▶ _Challenge_:
Rewrite the stretch of material from the line containing "If you could indicate the wooden hanging" through the line containing "point(159, 201)", changing "stone step" to "stone stair" and leaving everything else as it is. Omit the pictures.

START Provided material

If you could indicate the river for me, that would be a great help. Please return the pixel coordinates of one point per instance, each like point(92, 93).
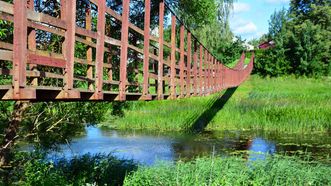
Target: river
point(150, 147)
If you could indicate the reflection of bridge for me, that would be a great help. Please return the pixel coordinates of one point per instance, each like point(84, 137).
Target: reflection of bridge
point(95, 54)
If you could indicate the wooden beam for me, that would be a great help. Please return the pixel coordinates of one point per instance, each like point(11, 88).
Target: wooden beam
point(124, 50)
point(160, 70)
point(100, 50)
point(173, 59)
point(146, 48)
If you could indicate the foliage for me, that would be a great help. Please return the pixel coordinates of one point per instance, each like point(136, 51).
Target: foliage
point(259, 103)
point(302, 38)
point(276, 170)
point(48, 123)
point(99, 169)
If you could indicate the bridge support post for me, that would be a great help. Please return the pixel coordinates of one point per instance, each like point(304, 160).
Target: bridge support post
point(68, 14)
point(19, 90)
point(146, 95)
point(200, 71)
point(188, 66)
point(181, 62)
point(195, 58)
point(32, 44)
point(89, 58)
point(100, 49)
point(124, 50)
point(160, 65)
point(173, 59)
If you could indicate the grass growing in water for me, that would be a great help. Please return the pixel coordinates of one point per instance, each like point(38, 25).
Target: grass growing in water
point(285, 104)
point(233, 171)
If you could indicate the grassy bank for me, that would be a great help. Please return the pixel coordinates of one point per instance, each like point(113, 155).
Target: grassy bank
point(233, 171)
point(284, 104)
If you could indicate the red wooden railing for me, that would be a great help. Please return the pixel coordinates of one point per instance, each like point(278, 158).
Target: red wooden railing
point(111, 68)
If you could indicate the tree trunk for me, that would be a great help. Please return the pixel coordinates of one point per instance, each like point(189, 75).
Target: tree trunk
point(10, 132)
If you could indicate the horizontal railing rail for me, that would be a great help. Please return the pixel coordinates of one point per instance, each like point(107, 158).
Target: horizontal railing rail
point(73, 50)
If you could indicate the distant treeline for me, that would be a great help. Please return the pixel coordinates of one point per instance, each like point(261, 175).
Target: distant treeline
point(302, 37)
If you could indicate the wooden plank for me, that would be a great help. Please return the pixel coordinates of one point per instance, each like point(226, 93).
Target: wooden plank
point(46, 61)
point(38, 74)
point(86, 32)
point(146, 47)
point(69, 44)
point(6, 55)
point(89, 73)
point(195, 68)
point(188, 69)
point(173, 59)
point(181, 61)
point(112, 41)
point(46, 19)
point(200, 71)
point(100, 50)
point(161, 41)
point(206, 72)
point(7, 46)
point(124, 50)
point(20, 49)
point(32, 44)
point(6, 7)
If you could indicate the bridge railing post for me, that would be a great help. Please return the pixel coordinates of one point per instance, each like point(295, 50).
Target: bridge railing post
point(195, 68)
point(200, 71)
point(160, 65)
point(100, 49)
point(19, 49)
point(188, 64)
point(173, 59)
point(181, 61)
point(32, 44)
point(146, 49)
point(19, 89)
point(124, 50)
point(88, 26)
point(68, 14)
point(205, 68)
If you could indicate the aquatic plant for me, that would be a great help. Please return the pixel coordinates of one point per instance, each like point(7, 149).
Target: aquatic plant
point(277, 170)
point(286, 104)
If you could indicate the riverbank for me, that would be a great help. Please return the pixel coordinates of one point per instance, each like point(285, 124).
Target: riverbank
point(284, 104)
point(214, 170)
point(233, 171)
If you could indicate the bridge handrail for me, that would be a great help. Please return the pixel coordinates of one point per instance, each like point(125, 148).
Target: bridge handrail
point(33, 70)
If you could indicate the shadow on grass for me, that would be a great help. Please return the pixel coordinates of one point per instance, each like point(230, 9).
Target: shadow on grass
point(198, 123)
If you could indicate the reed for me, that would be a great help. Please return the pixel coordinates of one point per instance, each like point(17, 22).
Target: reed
point(276, 170)
point(285, 104)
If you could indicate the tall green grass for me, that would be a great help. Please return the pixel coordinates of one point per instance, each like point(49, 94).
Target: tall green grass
point(285, 104)
point(233, 171)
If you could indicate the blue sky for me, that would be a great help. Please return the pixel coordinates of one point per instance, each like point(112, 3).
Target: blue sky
point(249, 18)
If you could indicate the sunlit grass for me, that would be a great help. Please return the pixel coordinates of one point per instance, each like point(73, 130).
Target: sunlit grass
point(233, 171)
point(284, 104)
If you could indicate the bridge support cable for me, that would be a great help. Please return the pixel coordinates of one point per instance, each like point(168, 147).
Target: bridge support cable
point(91, 51)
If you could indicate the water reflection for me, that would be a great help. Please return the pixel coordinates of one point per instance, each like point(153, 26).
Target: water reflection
point(147, 148)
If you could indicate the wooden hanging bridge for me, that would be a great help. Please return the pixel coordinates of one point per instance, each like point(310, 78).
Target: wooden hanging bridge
point(88, 50)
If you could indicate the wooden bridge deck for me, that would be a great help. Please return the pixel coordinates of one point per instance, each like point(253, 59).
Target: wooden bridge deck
point(74, 50)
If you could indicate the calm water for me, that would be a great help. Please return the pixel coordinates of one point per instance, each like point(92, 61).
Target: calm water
point(147, 148)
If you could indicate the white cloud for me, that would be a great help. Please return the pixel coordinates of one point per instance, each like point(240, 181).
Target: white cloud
point(241, 7)
point(277, 1)
point(246, 28)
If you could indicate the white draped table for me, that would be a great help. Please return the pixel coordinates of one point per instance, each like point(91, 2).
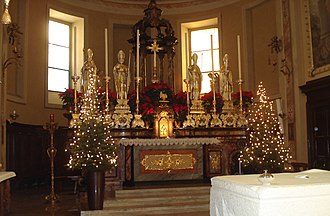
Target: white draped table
point(304, 193)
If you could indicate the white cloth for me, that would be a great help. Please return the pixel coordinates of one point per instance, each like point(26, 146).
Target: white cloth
point(305, 193)
point(6, 175)
point(170, 141)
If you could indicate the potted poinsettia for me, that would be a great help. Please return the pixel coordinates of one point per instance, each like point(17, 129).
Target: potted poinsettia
point(67, 98)
point(207, 99)
point(247, 99)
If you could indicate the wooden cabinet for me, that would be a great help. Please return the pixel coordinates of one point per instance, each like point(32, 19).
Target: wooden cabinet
point(318, 122)
point(27, 153)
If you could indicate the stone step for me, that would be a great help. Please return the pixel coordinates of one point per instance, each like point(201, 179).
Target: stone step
point(164, 192)
point(202, 209)
point(159, 201)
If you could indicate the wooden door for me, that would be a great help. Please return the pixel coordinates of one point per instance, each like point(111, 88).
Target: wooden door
point(318, 122)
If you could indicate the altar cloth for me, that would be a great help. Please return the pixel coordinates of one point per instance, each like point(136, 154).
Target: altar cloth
point(169, 141)
point(6, 175)
point(304, 193)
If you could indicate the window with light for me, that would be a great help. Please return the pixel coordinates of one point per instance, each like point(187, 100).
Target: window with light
point(200, 43)
point(58, 56)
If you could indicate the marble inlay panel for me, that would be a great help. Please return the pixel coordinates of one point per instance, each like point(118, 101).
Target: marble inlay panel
point(190, 154)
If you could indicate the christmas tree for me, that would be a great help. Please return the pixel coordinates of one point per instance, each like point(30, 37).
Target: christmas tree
point(92, 147)
point(266, 150)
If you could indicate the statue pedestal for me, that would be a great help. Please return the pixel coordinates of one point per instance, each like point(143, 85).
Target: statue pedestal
point(197, 107)
point(122, 106)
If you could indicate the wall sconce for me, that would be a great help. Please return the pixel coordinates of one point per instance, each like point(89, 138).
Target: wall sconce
point(276, 47)
point(6, 18)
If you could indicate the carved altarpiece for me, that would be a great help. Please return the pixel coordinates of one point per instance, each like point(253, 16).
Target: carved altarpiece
point(155, 31)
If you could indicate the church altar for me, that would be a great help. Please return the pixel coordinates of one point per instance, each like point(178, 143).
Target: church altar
point(191, 154)
point(291, 194)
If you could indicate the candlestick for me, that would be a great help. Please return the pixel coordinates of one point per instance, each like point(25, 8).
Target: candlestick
point(239, 57)
point(138, 53)
point(51, 118)
point(75, 51)
point(106, 51)
point(213, 78)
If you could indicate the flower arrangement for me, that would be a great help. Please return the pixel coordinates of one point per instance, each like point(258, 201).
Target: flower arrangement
point(180, 107)
point(149, 100)
point(102, 98)
point(247, 99)
point(207, 99)
point(67, 98)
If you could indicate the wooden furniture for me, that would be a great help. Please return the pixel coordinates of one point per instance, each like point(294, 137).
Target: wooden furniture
point(27, 154)
point(27, 144)
point(214, 151)
point(5, 192)
point(318, 118)
point(290, 194)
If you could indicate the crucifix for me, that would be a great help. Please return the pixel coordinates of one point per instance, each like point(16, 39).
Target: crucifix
point(154, 48)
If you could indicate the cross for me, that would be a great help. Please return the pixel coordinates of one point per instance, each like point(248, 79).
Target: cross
point(155, 48)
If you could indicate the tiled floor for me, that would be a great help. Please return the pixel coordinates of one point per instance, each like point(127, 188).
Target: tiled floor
point(31, 202)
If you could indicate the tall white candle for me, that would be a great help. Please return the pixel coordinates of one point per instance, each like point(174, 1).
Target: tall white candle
point(239, 57)
point(138, 53)
point(75, 50)
point(106, 51)
point(212, 54)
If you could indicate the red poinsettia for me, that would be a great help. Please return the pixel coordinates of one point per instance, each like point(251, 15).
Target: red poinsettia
point(247, 99)
point(67, 98)
point(207, 99)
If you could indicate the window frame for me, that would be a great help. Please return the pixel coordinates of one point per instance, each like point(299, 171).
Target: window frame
point(191, 52)
point(70, 52)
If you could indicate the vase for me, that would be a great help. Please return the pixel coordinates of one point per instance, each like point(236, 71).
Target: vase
point(95, 189)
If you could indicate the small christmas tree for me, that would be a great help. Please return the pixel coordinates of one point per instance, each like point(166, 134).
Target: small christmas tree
point(266, 150)
point(92, 147)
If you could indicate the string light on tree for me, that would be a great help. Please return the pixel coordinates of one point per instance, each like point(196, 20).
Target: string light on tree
point(266, 149)
point(92, 146)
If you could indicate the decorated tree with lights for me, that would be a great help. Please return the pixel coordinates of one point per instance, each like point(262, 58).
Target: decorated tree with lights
point(92, 147)
point(266, 150)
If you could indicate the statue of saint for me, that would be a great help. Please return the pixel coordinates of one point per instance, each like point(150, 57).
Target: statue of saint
point(122, 76)
point(226, 80)
point(88, 68)
point(195, 77)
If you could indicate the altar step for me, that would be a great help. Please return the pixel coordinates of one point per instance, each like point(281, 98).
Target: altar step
point(181, 201)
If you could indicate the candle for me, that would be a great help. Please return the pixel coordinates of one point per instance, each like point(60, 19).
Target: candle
point(239, 57)
point(75, 50)
point(138, 53)
point(212, 55)
point(51, 118)
point(155, 66)
point(106, 51)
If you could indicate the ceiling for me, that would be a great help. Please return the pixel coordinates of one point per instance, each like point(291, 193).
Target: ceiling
point(137, 6)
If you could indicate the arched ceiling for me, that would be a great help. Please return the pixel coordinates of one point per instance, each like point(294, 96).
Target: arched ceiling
point(137, 6)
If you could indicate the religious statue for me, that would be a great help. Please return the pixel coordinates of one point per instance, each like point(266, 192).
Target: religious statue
point(88, 68)
point(226, 80)
point(195, 77)
point(121, 76)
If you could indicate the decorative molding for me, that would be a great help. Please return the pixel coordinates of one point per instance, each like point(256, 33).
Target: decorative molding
point(134, 7)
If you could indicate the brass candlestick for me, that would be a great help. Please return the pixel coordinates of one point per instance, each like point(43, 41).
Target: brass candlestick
point(107, 79)
point(137, 122)
point(75, 79)
point(51, 152)
point(186, 81)
point(240, 82)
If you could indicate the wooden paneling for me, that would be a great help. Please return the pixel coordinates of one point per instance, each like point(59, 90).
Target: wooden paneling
point(318, 122)
point(27, 154)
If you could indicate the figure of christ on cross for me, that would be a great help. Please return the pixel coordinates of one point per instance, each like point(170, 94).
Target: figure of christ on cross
point(155, 49)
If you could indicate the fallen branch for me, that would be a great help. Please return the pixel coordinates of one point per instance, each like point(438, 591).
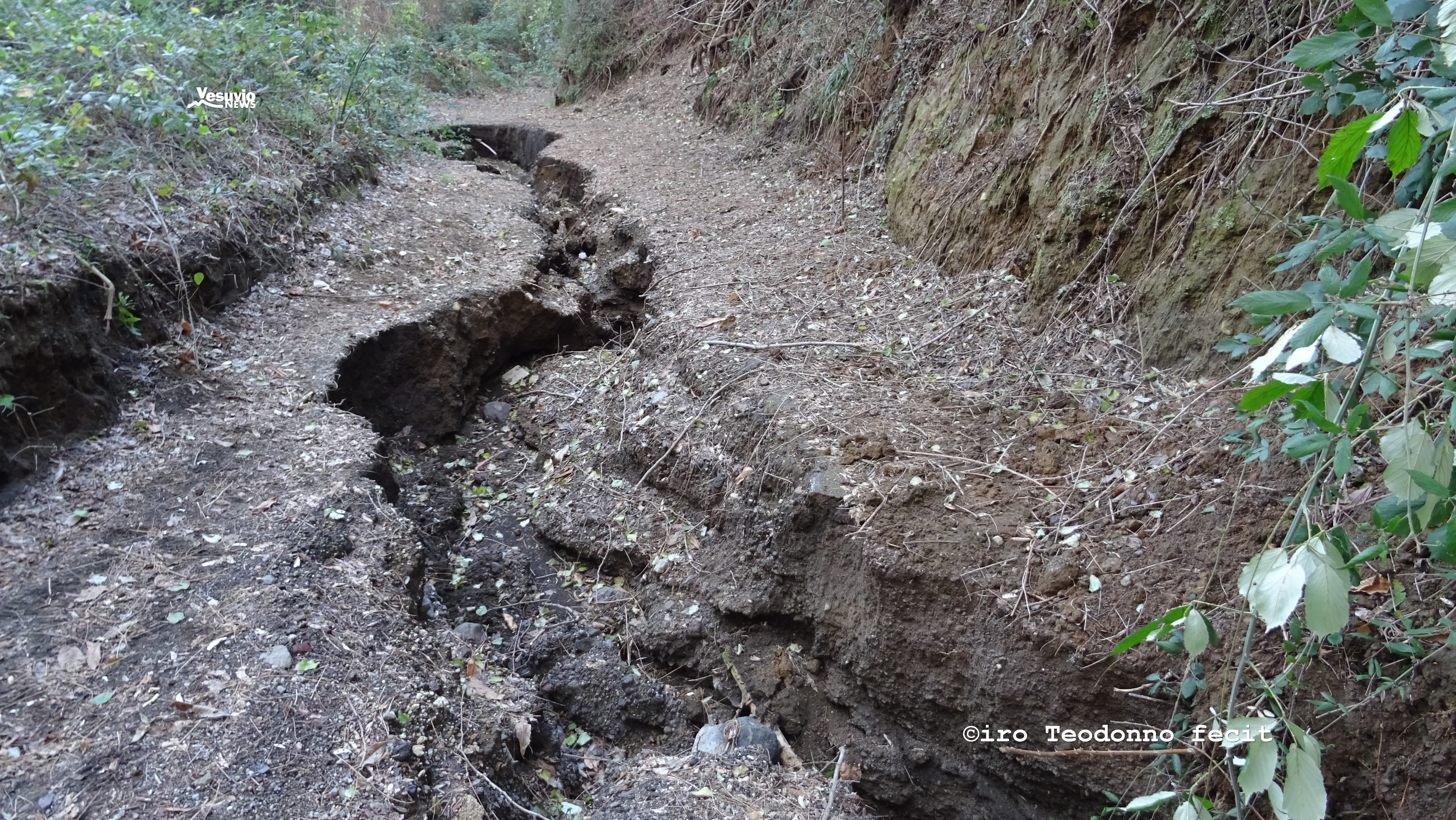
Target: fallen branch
point(691, 423)
point(1098, 752)
point(105, 280)
point(1004, 468)
point(750, 346)
point(833, 787)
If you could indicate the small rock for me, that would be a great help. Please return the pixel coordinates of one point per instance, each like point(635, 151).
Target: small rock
point(717, 739)
point(472, 633)
point(279, 657)
point(609, 595)
point(497, 411)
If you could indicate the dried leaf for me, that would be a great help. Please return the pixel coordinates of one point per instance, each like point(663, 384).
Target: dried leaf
point(1375, 585)
point(523, 735)
point(70, 659)
point(477, 688)
point(375, 754)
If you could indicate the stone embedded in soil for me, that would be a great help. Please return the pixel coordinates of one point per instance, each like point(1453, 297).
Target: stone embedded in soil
point(717, 739)
point(472, 633)
point(609, 595)
point(279, 657)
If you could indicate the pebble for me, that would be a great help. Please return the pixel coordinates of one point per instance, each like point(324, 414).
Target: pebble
point(279, 657)
point(497, 411)
point(472, 633)
point(711, 742)
point(608, 595)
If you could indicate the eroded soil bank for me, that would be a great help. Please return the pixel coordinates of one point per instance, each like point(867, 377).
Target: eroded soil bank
point(547, 455)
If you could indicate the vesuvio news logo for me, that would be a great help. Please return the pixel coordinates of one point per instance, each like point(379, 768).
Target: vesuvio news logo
point(225, 100)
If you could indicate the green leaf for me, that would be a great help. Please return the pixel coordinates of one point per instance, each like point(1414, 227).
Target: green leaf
point(1359, 277)
point(1356, 419)
point(1379, 550)
point(1339, 247)
point(1138, 637)
point(1264, 394)
point(1356, 309)
point(1390, 515)
point(1305, 445)
point(1404, 143)
point(1407, 449)
point(1430, 486)
point(1327, 589)
point(1197, 633)
point(1273, 585)
point(1263, 755)
point(1344, 149)
point(1344, 456)
point(1307, 410)
point(1273, 302)
point(1377, 12)
point(1324, 49)
point(1442, 542)
point(1310, 331)
point(1149, 802)
point(1349, 199)
point(1304, 786)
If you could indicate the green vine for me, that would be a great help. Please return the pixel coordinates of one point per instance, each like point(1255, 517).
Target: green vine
point(1349, 372)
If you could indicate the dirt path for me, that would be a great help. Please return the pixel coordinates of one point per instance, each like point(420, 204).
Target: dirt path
point(761, 436)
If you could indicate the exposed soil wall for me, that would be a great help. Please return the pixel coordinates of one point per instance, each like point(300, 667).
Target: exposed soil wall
point(1063, 143)
point(66, 354)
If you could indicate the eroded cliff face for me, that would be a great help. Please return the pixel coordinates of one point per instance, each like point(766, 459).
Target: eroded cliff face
point(1068, 151)
point(1062, 142)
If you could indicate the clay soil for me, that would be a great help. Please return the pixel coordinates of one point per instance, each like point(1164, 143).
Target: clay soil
point(533, 462)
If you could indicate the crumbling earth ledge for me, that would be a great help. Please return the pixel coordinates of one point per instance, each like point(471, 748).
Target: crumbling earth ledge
point(480, 585)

END Provided material

▶ _Task solution_:
If you could indicate the wooden hanging bridge for me, that would be a great help. Please return the pixel coordinates of one point per instance, each like point(310, 78).
Target: wooden hanging bridge
point(88, 50)
If you could indicate the wooden bridge deck for me, that would be a great help. Please return the pixel coordinates of one point per instance, each like point(253, 59).
Target: wooden bridge deck
point(74, 50)
If you could indicate the calm water for me, that would be a great help. Please return the pixel coordinates of one point per instance, each like point(92, 61).
Target: calm water
point(147, 148)
If you could indicate the white cloud for me, that would be a great help. Please return the pixel coordinates of one point per instance, each like point(240, 181).
Target: white cloud
point(241, 7)
point(277, 1)
point(246, 28)
If you could indicate the white draped table for me, that would be a great help. Please return the pixel coordinates of one point per instance, each like point(91, 2).
Target: white draped table
point(304, 193)
If you could indicate the white cloth for me, that would be a great help. Please return the pixel coordinates of one point per instance, each like point(26, 146).
Target: white cloth
point(305, 193)
point(6, 175)
point(170, 141)
If you could indicate the potted poinsettia for me, that would be a great help. Please return the pixel coordinates of one point per instance, each like point(17, 129).
Target: potted poinsettia
point(67, 98)
point(207, 99)
point(247, 99)
If you could indicate the wooden cabinet for me, that would be a great help. Please return the pixel coordinates of one point per instance, each like point(32, 19).
Target: wooden cabinet
point(318, 122)
point(27, 153)
If you could indicate the stone stair for me, that would be a great help. Please return the pixel coordinates of one point per instance, each like point(201, 179).
Target: stone stair
point(164, 192)
point(202, 209)
point(159, 201)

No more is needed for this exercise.